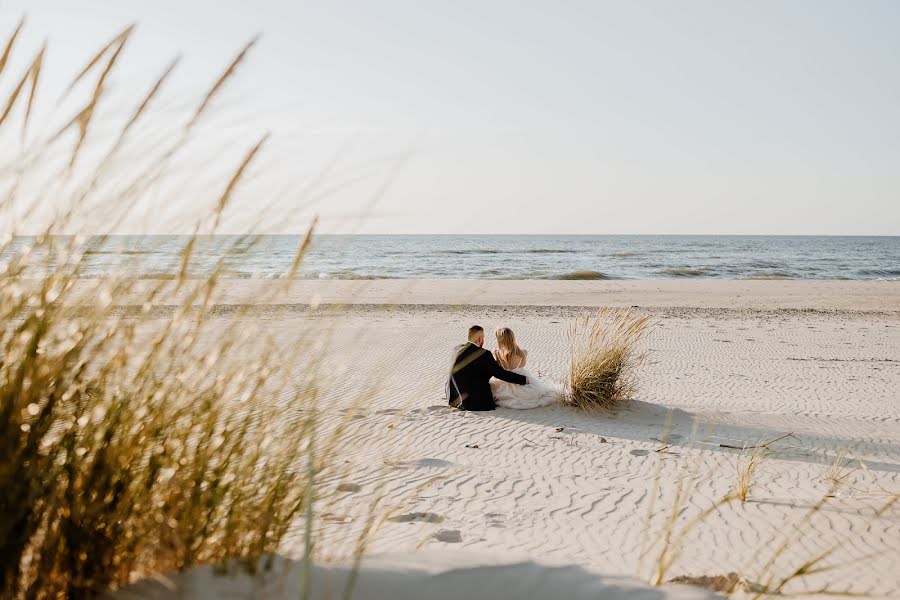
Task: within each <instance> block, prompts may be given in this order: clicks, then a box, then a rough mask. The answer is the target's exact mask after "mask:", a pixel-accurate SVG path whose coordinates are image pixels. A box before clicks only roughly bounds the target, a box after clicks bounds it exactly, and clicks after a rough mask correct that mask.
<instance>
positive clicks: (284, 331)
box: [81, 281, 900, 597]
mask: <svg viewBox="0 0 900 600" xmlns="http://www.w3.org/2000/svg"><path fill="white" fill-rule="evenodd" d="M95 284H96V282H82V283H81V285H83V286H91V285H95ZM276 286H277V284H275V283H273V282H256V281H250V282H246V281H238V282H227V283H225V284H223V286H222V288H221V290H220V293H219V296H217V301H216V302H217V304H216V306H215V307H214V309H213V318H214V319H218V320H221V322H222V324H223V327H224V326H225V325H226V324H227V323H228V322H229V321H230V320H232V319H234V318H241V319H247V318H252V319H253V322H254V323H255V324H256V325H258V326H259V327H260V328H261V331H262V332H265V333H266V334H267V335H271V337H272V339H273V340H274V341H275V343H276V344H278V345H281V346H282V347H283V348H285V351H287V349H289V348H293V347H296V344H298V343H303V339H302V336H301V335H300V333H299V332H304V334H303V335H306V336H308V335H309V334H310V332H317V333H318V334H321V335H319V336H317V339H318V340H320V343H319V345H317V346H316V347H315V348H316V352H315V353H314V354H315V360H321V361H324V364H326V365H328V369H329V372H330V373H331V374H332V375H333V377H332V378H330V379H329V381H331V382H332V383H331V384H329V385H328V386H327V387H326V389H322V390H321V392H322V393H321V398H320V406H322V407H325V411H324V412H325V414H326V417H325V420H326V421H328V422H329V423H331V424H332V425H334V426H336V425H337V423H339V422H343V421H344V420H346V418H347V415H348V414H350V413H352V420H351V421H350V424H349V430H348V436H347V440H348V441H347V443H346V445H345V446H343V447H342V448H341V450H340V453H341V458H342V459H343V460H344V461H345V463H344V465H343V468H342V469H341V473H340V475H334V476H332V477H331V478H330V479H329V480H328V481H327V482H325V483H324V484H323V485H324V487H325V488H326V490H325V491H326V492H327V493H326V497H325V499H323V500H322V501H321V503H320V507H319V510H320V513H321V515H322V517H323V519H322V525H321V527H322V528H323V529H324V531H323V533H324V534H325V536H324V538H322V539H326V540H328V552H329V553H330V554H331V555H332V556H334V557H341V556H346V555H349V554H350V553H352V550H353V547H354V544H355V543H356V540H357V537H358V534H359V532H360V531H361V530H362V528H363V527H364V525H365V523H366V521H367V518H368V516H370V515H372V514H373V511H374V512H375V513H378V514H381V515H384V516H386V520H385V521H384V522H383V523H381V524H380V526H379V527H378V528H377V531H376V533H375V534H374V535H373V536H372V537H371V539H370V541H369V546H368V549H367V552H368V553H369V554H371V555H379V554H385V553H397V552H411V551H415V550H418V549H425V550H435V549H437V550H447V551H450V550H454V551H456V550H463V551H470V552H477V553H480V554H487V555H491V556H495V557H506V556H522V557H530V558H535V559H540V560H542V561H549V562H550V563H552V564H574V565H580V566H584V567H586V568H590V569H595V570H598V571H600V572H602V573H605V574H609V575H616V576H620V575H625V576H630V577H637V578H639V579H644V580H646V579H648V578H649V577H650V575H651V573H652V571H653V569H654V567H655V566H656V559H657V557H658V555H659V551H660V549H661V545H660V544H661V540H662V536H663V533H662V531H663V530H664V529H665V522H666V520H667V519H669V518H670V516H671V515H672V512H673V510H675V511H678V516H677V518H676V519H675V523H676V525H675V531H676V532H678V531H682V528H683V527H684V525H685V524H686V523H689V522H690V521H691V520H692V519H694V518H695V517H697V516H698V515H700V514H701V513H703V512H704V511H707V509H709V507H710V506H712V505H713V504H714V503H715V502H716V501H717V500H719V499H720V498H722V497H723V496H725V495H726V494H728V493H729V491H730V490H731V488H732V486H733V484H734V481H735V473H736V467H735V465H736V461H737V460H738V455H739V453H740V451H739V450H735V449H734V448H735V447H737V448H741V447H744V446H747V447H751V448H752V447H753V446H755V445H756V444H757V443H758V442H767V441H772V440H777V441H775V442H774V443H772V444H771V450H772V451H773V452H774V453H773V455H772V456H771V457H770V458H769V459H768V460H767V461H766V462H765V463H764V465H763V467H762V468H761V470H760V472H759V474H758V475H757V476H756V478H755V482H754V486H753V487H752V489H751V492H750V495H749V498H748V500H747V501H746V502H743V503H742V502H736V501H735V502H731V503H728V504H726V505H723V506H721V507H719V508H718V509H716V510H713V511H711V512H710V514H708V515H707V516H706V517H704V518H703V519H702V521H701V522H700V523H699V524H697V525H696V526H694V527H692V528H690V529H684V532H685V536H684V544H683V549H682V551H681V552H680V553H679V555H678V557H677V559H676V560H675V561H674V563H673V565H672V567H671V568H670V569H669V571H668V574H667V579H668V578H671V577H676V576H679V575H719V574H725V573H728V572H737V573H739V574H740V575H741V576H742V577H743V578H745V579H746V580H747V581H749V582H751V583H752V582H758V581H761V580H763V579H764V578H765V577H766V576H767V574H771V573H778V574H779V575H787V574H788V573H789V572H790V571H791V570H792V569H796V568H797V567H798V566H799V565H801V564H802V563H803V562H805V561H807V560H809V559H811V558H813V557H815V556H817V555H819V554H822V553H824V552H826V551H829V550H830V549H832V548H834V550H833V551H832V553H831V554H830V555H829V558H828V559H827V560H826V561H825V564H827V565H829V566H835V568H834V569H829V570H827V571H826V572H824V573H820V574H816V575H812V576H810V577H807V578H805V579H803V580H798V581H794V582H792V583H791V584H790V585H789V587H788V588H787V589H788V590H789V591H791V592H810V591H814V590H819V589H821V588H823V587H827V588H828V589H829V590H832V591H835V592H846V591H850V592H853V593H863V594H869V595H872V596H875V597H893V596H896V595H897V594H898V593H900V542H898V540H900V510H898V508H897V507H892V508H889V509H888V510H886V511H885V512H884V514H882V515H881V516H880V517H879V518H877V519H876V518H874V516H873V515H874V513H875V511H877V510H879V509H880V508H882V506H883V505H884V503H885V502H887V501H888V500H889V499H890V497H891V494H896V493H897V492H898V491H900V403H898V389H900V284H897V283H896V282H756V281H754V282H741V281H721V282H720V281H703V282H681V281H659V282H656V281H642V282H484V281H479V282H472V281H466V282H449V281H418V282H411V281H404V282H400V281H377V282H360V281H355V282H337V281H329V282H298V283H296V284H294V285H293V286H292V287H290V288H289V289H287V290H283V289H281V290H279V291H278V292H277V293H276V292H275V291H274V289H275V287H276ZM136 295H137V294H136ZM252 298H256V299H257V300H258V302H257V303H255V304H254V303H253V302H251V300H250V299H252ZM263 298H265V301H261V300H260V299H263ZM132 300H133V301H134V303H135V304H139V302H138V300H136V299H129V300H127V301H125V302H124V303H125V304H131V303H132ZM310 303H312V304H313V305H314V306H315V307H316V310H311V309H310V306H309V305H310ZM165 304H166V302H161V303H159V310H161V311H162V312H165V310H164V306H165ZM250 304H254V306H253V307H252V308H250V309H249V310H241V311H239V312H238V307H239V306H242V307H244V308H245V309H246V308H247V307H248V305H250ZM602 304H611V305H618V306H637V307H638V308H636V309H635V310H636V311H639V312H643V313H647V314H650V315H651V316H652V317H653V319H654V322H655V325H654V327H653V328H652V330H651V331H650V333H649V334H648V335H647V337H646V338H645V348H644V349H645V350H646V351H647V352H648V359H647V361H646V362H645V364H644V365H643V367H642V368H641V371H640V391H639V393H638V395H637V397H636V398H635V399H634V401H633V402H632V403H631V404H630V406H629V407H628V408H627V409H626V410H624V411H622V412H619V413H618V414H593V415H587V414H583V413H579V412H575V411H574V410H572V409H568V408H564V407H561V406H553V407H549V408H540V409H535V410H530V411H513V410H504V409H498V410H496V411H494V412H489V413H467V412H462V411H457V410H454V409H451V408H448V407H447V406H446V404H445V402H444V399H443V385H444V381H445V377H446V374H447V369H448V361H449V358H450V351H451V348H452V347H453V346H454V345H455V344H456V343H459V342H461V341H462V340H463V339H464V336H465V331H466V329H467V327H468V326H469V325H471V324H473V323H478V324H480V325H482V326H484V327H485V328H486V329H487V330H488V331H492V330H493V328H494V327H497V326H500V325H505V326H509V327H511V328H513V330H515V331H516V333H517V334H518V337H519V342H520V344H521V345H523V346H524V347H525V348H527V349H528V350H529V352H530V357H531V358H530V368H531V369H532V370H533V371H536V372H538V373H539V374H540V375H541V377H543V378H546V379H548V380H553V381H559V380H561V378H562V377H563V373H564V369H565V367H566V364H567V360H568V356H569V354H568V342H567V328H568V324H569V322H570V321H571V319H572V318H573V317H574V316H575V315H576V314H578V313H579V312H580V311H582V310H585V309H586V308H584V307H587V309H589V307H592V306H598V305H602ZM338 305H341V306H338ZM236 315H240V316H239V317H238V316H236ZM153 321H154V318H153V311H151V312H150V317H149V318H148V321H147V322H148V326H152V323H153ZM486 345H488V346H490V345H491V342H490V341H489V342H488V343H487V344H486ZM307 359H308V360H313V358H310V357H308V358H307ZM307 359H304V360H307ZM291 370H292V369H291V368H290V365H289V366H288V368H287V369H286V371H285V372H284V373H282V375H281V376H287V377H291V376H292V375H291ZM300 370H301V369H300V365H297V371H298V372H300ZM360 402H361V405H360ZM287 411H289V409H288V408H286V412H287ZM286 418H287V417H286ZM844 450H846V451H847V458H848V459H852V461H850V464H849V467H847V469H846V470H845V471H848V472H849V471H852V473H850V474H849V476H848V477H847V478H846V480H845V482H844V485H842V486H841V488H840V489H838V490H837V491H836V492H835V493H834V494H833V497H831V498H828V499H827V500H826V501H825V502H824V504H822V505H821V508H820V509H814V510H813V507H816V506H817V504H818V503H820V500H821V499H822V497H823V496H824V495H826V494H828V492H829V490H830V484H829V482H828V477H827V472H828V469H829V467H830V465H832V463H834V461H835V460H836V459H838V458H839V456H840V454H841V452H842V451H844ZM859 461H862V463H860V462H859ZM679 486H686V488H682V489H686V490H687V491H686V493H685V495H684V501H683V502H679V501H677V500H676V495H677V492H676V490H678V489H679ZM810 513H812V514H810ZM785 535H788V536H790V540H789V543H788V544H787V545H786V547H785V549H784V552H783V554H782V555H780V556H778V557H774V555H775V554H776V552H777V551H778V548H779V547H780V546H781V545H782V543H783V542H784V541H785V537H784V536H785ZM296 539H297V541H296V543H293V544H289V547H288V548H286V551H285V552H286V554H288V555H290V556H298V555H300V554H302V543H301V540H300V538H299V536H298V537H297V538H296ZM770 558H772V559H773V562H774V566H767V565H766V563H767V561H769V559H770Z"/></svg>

--

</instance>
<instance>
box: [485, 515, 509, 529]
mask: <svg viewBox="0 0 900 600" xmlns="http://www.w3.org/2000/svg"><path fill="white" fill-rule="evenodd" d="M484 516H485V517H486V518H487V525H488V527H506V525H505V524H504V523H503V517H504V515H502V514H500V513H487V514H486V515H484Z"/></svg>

--

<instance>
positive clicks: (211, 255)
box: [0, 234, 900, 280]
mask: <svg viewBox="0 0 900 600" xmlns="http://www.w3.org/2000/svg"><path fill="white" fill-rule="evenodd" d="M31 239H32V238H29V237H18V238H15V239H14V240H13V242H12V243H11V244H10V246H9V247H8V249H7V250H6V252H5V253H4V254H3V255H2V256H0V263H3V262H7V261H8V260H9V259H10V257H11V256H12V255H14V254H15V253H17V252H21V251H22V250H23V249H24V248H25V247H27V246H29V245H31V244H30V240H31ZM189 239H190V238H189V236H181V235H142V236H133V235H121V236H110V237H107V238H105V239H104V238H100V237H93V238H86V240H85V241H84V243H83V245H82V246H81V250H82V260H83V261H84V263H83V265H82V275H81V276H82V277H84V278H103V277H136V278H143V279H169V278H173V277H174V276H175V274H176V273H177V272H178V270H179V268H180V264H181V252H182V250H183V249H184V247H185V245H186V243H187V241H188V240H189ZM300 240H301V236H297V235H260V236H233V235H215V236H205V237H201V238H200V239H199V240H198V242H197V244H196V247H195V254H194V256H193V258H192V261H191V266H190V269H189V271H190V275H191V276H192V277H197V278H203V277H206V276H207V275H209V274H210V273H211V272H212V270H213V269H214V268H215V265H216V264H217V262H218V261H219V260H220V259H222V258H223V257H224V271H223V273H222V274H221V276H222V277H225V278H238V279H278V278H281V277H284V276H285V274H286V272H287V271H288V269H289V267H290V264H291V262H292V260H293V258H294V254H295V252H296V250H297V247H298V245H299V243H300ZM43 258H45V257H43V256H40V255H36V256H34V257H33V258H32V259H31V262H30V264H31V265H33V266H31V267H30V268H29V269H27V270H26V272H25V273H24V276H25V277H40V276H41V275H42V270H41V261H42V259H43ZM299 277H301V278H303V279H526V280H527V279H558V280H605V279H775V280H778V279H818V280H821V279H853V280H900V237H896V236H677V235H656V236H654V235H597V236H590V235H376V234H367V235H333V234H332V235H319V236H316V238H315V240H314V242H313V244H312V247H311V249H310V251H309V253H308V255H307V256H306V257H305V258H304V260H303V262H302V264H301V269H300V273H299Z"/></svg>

**Task to carry out**
Search each line of the data above for "positive", and copy the lines where it occurs.

**Your solution**
positive clicks: (284, 331)
positive clicks: (211, 255)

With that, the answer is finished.